Objective — Return only this: the line with "Expected: for each instance of the tree" and all the lines that follow it below, through the final one, exactly as they are.

Supplied data —

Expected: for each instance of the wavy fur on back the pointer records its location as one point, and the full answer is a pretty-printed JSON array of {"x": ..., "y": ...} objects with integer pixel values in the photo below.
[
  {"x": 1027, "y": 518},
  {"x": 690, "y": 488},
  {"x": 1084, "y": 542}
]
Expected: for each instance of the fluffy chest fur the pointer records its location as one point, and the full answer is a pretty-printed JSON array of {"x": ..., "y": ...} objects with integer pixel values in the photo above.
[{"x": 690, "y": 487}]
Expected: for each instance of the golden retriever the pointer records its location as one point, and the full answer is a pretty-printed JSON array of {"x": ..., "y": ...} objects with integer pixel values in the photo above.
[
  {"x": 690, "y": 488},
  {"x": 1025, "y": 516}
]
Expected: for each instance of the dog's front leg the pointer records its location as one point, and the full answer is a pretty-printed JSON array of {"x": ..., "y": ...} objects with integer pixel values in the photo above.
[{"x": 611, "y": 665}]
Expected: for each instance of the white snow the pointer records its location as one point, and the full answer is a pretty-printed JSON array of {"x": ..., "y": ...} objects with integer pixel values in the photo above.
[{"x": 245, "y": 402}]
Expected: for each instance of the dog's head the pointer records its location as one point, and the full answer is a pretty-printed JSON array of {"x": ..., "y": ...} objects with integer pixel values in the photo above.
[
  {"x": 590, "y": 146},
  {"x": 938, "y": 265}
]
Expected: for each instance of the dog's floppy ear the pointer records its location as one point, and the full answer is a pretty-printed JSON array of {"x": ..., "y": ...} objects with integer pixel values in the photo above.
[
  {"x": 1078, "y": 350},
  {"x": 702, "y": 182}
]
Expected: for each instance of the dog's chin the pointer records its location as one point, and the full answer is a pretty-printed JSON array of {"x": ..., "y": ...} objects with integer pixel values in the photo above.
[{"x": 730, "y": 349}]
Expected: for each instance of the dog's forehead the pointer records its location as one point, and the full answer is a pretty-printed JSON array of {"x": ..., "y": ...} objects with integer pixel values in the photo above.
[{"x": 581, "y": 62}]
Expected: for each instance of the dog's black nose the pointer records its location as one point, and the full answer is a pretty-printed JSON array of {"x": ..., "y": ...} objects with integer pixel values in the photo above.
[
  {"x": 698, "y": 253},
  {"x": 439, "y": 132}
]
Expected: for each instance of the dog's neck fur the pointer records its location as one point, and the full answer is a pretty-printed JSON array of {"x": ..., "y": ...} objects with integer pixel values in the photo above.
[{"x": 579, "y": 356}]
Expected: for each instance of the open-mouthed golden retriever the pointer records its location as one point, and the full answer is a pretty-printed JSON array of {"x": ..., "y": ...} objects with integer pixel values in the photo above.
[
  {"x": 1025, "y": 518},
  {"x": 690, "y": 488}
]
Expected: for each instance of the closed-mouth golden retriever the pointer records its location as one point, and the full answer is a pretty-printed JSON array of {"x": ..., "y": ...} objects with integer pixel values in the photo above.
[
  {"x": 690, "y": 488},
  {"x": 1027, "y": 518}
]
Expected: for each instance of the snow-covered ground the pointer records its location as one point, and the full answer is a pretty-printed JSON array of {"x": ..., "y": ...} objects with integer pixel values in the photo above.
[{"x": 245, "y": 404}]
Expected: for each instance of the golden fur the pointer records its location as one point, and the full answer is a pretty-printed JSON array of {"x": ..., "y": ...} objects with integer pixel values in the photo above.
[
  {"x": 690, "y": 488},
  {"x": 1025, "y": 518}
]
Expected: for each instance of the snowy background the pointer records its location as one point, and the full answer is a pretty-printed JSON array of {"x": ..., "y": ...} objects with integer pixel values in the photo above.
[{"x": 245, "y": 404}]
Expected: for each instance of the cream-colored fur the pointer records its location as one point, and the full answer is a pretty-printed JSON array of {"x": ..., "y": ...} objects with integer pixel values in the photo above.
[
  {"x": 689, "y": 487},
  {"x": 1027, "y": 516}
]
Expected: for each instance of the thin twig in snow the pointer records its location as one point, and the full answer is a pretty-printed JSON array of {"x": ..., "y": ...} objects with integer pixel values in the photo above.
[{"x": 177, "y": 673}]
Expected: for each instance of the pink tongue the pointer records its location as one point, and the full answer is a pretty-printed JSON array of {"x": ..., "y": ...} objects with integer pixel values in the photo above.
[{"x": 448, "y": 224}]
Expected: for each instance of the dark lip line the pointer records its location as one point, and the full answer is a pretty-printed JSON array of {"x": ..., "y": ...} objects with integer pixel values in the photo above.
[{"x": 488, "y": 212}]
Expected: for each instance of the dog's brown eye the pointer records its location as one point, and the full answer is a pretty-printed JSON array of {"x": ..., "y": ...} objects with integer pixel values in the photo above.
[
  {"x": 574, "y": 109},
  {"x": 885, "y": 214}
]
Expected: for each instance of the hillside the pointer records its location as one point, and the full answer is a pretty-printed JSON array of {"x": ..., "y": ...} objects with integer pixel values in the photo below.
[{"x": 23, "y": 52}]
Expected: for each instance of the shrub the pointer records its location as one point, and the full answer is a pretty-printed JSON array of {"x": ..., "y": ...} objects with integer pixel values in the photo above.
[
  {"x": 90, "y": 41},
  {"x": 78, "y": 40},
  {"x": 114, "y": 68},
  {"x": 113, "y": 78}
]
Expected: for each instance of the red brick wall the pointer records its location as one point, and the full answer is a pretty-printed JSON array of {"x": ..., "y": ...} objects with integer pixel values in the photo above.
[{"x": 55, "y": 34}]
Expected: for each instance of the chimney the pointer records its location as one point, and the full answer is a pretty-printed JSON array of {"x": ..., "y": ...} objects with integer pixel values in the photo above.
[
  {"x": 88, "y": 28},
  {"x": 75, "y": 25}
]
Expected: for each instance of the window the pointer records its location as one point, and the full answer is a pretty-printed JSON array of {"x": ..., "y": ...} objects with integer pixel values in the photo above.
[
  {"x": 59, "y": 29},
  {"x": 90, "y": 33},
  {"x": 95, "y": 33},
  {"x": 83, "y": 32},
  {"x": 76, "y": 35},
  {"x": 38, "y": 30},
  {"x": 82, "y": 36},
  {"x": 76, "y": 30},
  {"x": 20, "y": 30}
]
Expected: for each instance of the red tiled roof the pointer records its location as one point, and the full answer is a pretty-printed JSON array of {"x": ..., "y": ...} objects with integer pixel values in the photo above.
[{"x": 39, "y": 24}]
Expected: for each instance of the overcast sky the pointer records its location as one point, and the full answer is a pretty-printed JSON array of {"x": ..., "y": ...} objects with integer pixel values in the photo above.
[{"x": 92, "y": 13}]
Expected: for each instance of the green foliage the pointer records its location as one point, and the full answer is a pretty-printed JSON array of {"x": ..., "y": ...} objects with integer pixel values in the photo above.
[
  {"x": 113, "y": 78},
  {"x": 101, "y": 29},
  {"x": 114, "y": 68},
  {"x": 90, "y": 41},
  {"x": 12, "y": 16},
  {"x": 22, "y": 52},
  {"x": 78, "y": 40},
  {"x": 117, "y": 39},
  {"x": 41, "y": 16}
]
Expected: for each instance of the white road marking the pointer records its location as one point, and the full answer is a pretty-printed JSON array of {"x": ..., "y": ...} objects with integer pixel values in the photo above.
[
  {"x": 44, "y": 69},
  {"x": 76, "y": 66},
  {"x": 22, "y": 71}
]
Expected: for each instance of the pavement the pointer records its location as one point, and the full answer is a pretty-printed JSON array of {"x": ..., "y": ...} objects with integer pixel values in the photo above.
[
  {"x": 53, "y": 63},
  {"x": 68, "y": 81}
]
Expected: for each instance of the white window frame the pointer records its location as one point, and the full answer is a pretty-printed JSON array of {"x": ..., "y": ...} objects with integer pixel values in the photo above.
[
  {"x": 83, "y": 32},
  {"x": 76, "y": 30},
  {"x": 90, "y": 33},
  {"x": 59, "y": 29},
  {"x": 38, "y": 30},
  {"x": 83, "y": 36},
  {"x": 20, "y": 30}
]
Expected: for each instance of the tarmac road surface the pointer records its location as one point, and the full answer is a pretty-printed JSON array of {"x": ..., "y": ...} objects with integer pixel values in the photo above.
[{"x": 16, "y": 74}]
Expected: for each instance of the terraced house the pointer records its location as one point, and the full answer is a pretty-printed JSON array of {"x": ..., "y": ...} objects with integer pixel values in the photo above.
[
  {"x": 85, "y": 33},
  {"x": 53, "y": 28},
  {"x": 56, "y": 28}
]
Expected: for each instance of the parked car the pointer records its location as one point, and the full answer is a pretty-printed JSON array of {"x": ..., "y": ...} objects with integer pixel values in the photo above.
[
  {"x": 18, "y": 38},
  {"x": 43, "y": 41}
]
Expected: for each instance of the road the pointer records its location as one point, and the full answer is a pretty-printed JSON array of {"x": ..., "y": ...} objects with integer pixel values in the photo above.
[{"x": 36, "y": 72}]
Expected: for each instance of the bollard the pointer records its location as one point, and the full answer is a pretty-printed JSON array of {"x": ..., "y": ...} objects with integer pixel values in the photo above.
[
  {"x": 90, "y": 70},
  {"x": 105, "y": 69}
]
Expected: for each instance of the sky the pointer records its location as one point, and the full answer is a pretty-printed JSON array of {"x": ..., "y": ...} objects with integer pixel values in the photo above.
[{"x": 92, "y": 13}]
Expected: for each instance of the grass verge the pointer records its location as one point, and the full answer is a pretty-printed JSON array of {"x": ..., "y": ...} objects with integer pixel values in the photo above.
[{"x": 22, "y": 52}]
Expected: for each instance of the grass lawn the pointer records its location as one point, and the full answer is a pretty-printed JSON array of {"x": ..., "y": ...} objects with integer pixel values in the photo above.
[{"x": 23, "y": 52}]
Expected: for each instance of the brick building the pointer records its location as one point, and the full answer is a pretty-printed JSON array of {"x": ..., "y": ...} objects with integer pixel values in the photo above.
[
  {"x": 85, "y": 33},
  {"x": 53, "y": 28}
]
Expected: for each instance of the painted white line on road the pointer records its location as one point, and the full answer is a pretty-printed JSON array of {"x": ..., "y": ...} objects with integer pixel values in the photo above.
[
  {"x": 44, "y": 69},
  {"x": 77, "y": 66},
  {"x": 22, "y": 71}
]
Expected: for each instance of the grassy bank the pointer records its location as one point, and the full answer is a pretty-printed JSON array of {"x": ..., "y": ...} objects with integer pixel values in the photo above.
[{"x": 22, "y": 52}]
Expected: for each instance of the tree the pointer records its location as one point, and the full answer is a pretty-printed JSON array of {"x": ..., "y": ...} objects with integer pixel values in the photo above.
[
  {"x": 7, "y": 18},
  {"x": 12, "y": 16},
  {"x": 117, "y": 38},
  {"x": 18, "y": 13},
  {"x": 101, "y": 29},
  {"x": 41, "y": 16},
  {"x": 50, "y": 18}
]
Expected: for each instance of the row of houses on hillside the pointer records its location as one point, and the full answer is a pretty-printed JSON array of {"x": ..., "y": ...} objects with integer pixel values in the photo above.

Result for this exercise —
Expected: for each instance of the tree the pointer records its location as one point, and the full answer is a pretty-printed JSON array of {"x": ..., "y": ...} objects with integer pixel values in the photo above.
[
  {"x": 7, "y": 18},
  {"x": 12, "y": 16},
  {"x": 117, "y": 38},
  {"x": 18, "y": 13},
  {"x": 101, "y": 29},
  {"x": 41, "y": 16},
  {"x": 50, "y": 18}
]
Expected: for each instance of the row of houses on hillside the pointer records its location as one point, and the full answer is a pretty-printed JSON array of {"x": ..., "y": ...} objects with integer pixel values in the photo above.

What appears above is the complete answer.